Segment Open

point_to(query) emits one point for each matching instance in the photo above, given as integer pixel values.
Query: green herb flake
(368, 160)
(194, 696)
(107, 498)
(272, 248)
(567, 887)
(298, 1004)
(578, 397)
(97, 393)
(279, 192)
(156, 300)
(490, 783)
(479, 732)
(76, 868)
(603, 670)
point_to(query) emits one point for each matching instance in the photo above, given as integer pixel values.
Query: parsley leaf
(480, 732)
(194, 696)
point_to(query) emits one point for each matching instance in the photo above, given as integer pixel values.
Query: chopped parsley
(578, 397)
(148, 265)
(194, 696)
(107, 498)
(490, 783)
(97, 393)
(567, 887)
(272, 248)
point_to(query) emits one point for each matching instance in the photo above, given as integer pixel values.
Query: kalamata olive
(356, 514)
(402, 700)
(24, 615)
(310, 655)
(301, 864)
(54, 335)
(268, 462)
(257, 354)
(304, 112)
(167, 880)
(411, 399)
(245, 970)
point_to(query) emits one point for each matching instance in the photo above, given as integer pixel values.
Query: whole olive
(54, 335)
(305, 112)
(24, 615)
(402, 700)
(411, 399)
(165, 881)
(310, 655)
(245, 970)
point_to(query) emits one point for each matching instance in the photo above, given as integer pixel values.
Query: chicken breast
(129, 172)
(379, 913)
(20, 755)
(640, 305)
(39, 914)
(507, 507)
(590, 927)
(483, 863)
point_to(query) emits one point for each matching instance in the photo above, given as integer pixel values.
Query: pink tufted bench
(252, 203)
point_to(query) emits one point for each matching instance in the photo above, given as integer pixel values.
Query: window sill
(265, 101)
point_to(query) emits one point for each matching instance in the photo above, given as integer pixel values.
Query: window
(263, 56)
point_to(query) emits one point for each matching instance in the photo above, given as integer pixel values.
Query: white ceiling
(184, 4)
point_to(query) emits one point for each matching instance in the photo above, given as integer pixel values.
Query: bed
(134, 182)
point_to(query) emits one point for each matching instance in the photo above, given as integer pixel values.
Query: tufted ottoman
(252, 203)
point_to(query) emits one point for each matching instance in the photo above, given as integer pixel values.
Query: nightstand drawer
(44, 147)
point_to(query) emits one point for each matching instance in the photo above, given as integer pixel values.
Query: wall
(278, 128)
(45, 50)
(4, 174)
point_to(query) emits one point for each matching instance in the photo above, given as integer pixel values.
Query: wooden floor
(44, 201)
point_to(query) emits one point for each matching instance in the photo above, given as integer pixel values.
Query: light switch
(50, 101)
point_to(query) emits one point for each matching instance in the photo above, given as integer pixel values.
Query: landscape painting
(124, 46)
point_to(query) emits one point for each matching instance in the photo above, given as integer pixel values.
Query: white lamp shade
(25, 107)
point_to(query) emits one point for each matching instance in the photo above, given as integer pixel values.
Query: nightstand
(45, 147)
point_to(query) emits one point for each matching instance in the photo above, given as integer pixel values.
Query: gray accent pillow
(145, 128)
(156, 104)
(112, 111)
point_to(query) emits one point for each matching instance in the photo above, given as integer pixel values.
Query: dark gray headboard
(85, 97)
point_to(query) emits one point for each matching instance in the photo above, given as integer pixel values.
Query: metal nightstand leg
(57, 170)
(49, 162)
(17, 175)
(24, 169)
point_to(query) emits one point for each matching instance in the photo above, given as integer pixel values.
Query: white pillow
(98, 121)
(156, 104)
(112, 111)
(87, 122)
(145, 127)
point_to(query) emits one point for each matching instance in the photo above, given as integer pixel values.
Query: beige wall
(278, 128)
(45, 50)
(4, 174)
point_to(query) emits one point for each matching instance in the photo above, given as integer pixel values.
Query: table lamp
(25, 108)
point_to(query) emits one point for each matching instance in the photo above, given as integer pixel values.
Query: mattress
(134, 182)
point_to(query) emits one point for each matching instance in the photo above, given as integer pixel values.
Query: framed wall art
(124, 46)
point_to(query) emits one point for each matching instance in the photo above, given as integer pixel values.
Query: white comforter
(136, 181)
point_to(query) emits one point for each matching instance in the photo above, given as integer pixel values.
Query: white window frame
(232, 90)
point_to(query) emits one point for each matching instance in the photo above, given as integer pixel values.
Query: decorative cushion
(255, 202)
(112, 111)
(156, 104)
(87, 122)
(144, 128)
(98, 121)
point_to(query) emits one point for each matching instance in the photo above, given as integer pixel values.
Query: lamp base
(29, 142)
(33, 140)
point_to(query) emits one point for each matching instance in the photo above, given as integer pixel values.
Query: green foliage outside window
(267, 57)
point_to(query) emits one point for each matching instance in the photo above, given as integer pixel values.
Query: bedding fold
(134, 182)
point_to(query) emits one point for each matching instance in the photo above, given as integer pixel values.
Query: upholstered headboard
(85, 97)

Segment Closed

EXERCISE DESCRIPTION: Each entry should be reproduced in the output exactly.

RESPONSE BOX:
point_to(query) emits one point for each matching instance in the photo above, given as integer pixel values.
Query: green herb flake
(368, 160)
(194, 696)
(107, 498)
(272, 248)
(567, 887)
(298, 1004)
(578, 397)
(97, 393)
(279, 192)
(156, 300)
(490, 783)
(479, 732)
(76, 868)
(603, 670)
point_to(query) emits one point for each matching instance in the photo above, given as integer pixel values.
Query: parsley leaf
(480, 732)
(194, 696)
point_to(query) emits one point for each matching instance in the photo above, given as integer pixel values.
Query: chopped parsley
(578, 397)
(148, 265)
(194, 696)
(107, 498)
(490, 783)
(97, 393)
(567, 887)
(272, 248)
point_to(query) emits one point for each matching instance in the photo above, given as integer pixel values.
Query: kalamata olive
(356, 514)
(402, 700)
(24, 615)
(310, 655)
(301, 864)
(54, 335)
(268, 462)
(257, 354)
(304, 112)
(167, 880)
(411, 399)
(245, 970)
point_to(query) emits one point for each matching instance in the photo above, given as integer pixel values.
Query: whole olive
(54, 335)
(305, 112)
(24, 615)
(402, 700)
(411, 399)
(165, 881)
(310, 655)
(245, 970)
point_to(query) emits one point for each matching instance in the photo above, given as integer pixel values.
Query: chicken breast
(129, 172)
(379, 913)
(20, 755)
(640, 305)
(39, 914)
(507, 507)
(590, 927)
(483, 863)
point_to(query) emits one point for each matching instance in the photo above, given as integer pixel values.
Query: pink tufted bench
(252, 203)
point_to(query) emits one point for each matching instance in the photo above, given as integer pixel values.
Query: window sill
(265, 101)
point_to(query) emits one point for each matching instance in the photo above, given as integer pixel values.
Query: window
(263, 56)
point_to(query) emits one point for each matching instance in the photo above, given as integer pixel values.
Query: white ceiling
(184, 4)
point_to(query) emits one point for each matching instance in the photo above, given as integer pixel values.
Query: bed
(134, 182)
point_to(query) emits one point for each matching instance in the photo above, given as integer pixel values.
Query: tufted ottoman
(252, 203)
point_to(query) emits one point for each matching instance in the photo above, given as integer pixel values.
Query: nightstand drawer
(44, 147)
point_to(query) emits one point for each matching instance in the photo above, given as integer pixel values.
Query: wall
(278, 128)
(45, 50)
(4, 174)
point_to(query) emits one point for each matching instance in the photo above, given as integer pixel values.
Query: wooden floor
(44, 201)
point_to(query) emits one point for each matching instance in the photo above, given as integer pixel values.
Query: light switch
(50, 101)
point_to(query) emits one point for each matching instance in the photo above, given as integer pixel values.
Query: landscape painting
(124, 46)
point_to(query) emits one point for each matching instance in the photo above, given as integer pixel values.
Query: white lamp shade
(25, 107)
point_to(query) emits one point for each matching instance in the photo above, given as integer pixel values.
Query: nightstand
(45, 147)
point_to(query) emits one point for each matching instance in the photo above, given as integer pixel values.
Query: gray accent pillow
(145, 128)
(156, 104)
(112, 111)
point_to(query) emits one point for each matching instance in the photo above, given as integer pixel values.
Query: dark gray headboard
(85, 97)
point_to(query) emits one point for each matching instance in the photo above, given as integer pixel values.
Query: metal nightstand leg
(57, 170)
(49, 162)
(17, 175)
(24, 169)
point_to(query) emits one point for each matching instance in the photo above, given as integer pixel values.
Query: white pillow
(98, 121)
(156, 104)
(112, 111)
(87, 122)
(145, 127)
point_to(query) emits one point for each matching instance in the photo above, given as integer pixel values.
Query: beige wall
(278, 128)
(45, 50)
(4, 174)
point_to(query) emits one point for each matching instance in the photo above, given as integer pixel values.
Query: table lamp
(25, 108)
point_to(query) emits one point for each matching instance in the photo above, given as integer pixel values.
Query: mattress
(134, 182)
point_to(query) emits one point for each matching instance in the photo above, given as integer pixel values.
Query: framed wall art
(124, 46)
point_to(query) emits one point for each matching instance in the photo above, given as integer pixel values.
Query: white comforter
(136, 181)
point_to(query) emits one point for each matching instance in the photo above, given as integer pixel values.
Query: white window frame
(232, 90)
point_to(query) emits one point for each matching instance in the photo above, given as integer pixel values.
Query: decorative cushion
(255, 202)
(112, 111)
(156, 104)
(87, 122)
(144, 128)
(98, 121)
point_to(query) emits one point for each matching instance in the photo above, given as integer pixel values.
Query: lamp base
(29, 142)
(33, 140)
point_to(query) emits one point for each matching instance in the photo above, given as integer pixel values.
Query: green foliage outside window
(267, 57)
point_to(query) emits one point for each matching instance in the photo above, given as integer pixel values.
Query: bedding fold
(134, 182)
point_to(query) emits one point for each matching instance in the photo above, given as integer pixel values.
Query: upholstered headboard
(85, 97)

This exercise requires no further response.